PROBLEM TO SOLVE ->
Transcribe every record in full, keeping it exactly the same.

RECORDS FOR THIS EXERCISE ->
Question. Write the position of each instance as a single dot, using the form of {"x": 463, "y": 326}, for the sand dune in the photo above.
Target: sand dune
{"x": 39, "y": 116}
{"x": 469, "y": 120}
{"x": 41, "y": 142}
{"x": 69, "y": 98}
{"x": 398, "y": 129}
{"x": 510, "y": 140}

SOLUTION FOR THIS EXERCISE ->
Question. Write the position of each instance as a single dot, using the form of {"x": 463, "y": 326}, for the sand dune in the photo above.
Target: sand dune
{"x": 39, "y": 116}
{"x": 469, "y": 120}
{"x": 41, "y": 142}
{"x": 69, "y": 98}
{"x": 398, "y": 129}
{"x": 510, "y": 140}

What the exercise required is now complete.